▸ Instructions to follow:
Within the entries below, find each line containing the word "tent" and copy it.

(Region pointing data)
=-=-=-=-=

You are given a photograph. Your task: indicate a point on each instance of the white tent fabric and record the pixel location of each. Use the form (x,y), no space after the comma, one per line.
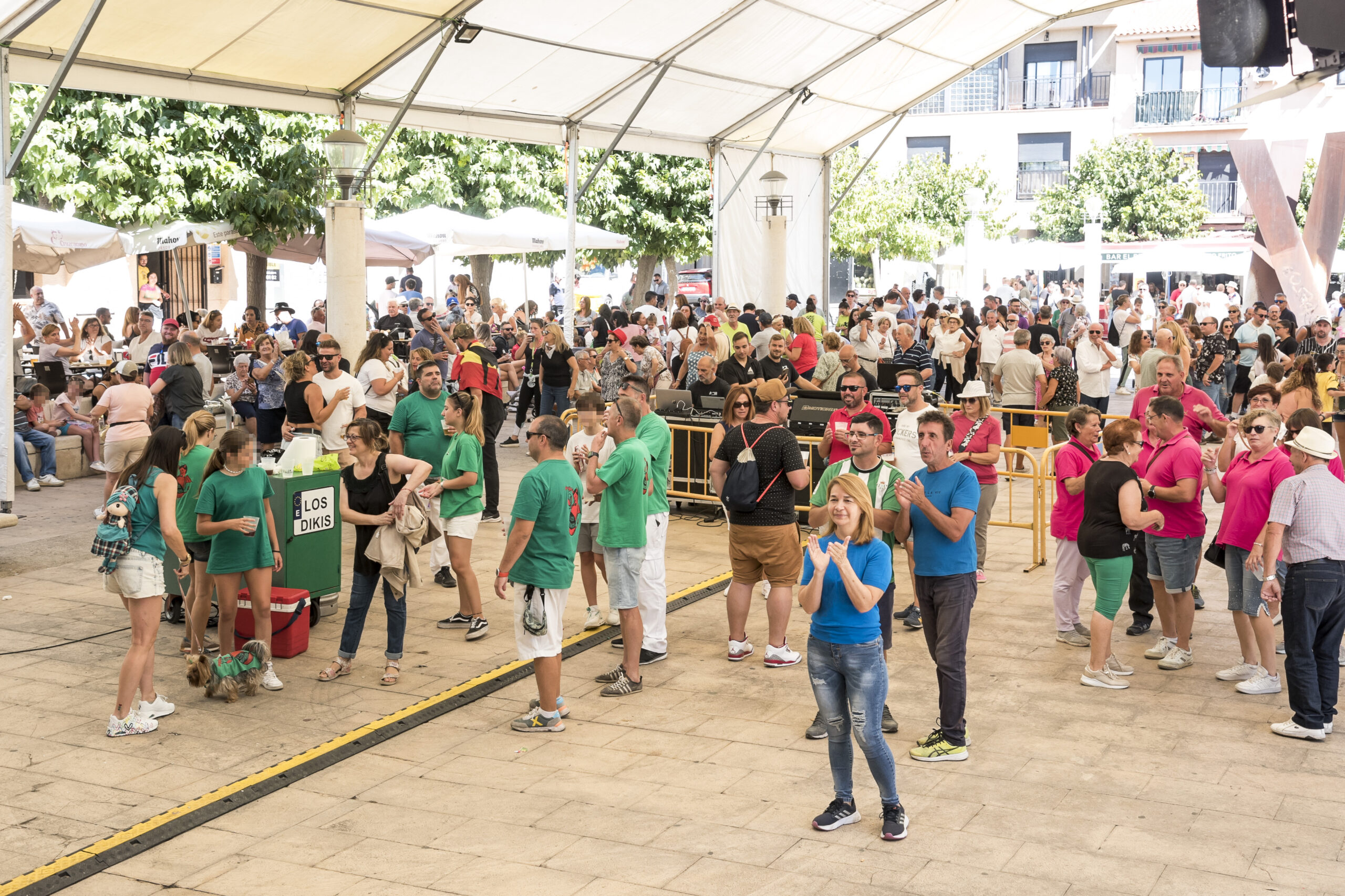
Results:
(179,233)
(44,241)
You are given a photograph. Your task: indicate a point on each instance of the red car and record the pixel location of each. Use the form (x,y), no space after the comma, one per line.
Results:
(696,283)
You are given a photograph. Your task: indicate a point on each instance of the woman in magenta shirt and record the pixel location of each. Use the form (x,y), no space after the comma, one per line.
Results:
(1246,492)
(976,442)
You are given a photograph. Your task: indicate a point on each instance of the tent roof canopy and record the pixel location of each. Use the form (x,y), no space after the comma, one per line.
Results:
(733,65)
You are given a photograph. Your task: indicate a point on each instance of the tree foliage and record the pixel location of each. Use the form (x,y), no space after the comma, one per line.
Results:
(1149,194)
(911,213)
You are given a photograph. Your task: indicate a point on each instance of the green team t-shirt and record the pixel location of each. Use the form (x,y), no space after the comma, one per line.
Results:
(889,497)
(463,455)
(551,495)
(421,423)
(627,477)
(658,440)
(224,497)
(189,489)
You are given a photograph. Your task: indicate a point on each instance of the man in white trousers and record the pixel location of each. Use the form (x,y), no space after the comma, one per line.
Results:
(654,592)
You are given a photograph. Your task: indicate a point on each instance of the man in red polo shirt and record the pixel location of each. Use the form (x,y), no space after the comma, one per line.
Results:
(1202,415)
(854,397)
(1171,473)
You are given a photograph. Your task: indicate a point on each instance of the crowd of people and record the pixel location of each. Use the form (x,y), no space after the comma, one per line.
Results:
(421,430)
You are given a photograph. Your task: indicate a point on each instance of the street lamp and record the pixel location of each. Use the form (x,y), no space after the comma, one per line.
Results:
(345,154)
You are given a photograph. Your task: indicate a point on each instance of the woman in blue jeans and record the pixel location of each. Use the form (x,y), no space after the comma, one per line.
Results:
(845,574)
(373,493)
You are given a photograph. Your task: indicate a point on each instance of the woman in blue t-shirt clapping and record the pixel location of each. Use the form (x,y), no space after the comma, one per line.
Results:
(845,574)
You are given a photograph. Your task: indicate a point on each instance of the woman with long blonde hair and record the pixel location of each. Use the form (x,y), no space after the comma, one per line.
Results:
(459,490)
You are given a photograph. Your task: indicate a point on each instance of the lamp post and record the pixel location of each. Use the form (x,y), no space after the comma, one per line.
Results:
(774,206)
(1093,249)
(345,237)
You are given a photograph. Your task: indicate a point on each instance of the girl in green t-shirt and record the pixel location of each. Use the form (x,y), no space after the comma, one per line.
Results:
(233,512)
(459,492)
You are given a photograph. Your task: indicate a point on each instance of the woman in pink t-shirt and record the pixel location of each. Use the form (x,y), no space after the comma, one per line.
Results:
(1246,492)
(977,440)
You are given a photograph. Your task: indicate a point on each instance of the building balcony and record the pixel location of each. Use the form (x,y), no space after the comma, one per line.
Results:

=-=-=-=-=

▸ Problem solution:
You are given a photograph. Your task: indicate a point on each instance of the white tent fabric and record the pixel location of each. Use the form (x,y), no space after the comma, one per line.
You are given a photograph. Your task: indicate a point on each instance of the tent roof canopy and record the pixel location of each. Use the form (x,y), no space after the comma, one per line.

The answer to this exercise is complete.